Material shown below:
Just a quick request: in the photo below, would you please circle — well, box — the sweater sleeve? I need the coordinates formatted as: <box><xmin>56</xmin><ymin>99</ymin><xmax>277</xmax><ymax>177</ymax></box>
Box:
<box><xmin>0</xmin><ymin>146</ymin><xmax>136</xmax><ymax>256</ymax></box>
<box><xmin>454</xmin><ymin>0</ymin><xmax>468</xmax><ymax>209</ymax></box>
End of Material shown.
Material shown below:
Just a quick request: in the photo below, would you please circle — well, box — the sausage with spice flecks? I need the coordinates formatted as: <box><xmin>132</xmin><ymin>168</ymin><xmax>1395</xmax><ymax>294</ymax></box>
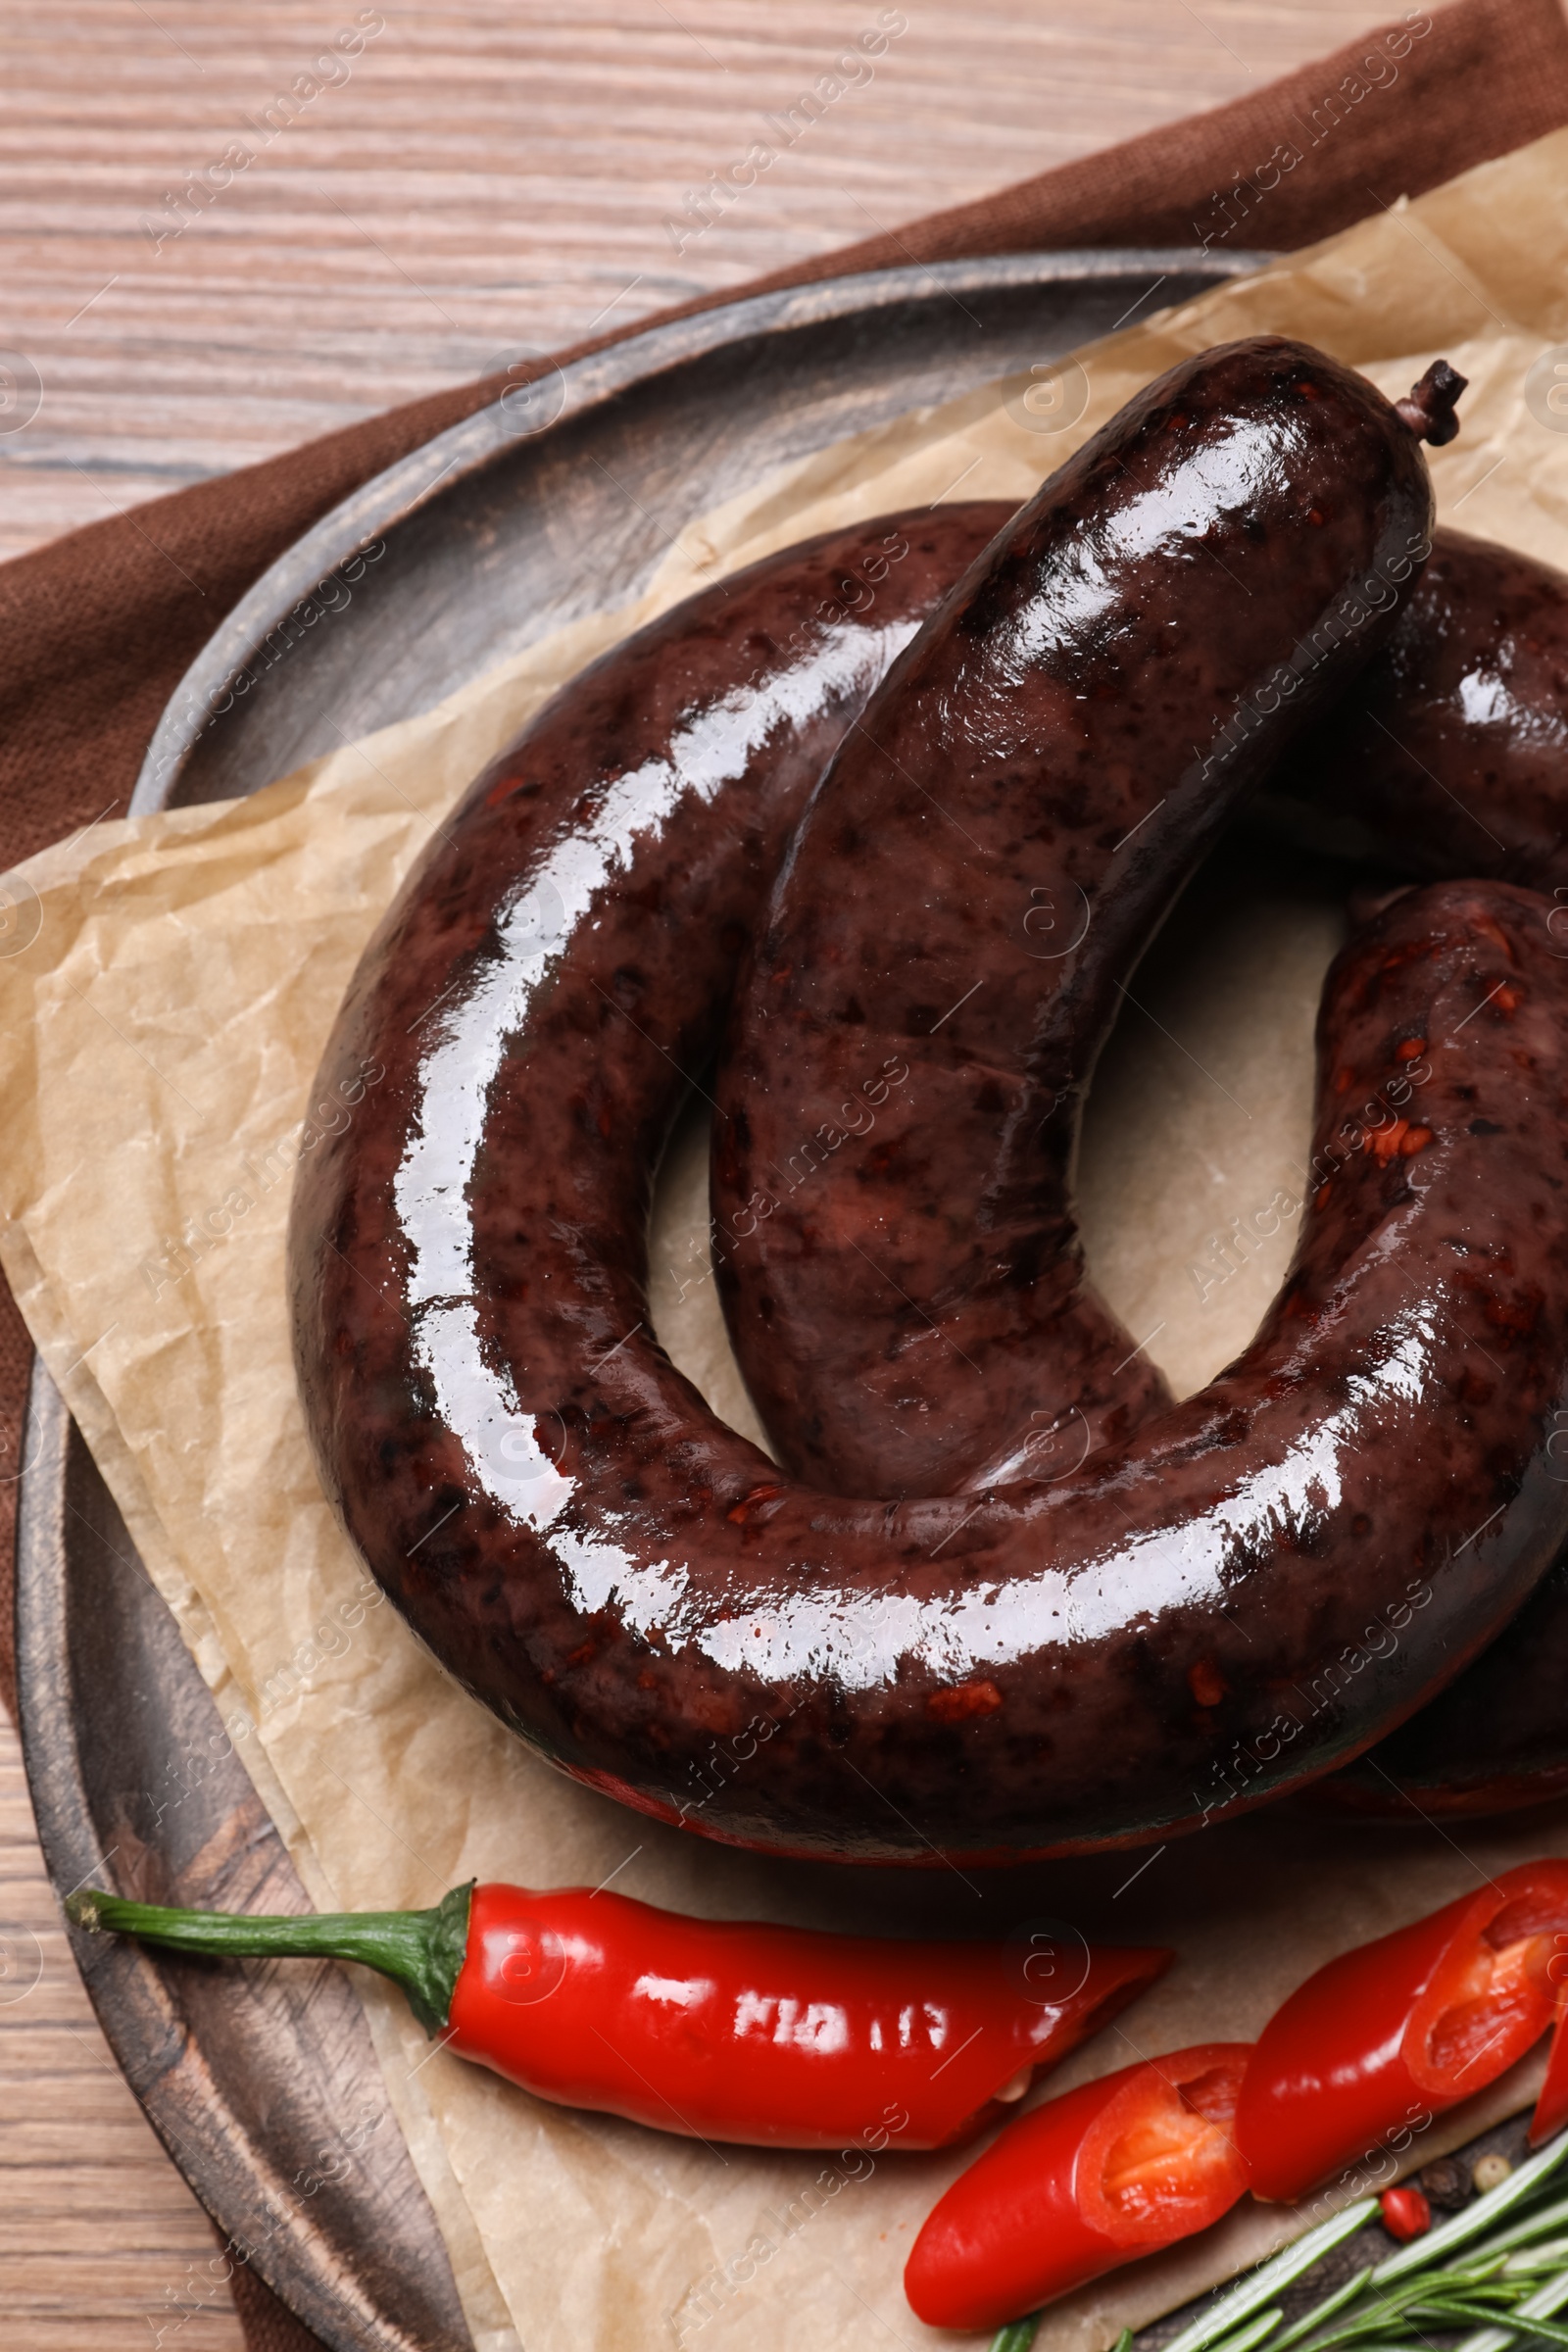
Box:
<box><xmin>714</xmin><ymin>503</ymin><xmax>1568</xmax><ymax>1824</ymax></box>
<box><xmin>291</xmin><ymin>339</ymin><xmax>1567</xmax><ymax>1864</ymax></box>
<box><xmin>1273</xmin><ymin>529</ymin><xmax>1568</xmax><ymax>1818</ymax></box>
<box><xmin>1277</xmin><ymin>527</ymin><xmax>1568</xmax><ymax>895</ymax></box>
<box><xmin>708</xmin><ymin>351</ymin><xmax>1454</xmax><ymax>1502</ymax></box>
End of Material shown.
Material shown below:
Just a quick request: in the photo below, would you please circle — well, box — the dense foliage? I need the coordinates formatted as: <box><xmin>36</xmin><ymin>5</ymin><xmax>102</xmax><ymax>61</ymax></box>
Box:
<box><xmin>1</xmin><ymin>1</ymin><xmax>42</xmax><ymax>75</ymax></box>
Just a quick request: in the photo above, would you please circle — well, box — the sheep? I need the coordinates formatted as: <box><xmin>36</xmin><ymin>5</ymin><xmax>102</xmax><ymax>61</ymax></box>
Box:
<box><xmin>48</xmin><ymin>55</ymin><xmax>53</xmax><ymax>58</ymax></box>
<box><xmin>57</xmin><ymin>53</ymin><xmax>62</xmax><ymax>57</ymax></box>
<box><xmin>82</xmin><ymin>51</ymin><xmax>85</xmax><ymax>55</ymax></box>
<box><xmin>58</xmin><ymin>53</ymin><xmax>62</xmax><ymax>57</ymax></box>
End of Material shown.
• Brief: Some lines of the records may hold the word "photo". How many do? Answer with a number and nothing else.

• Expected answer: 4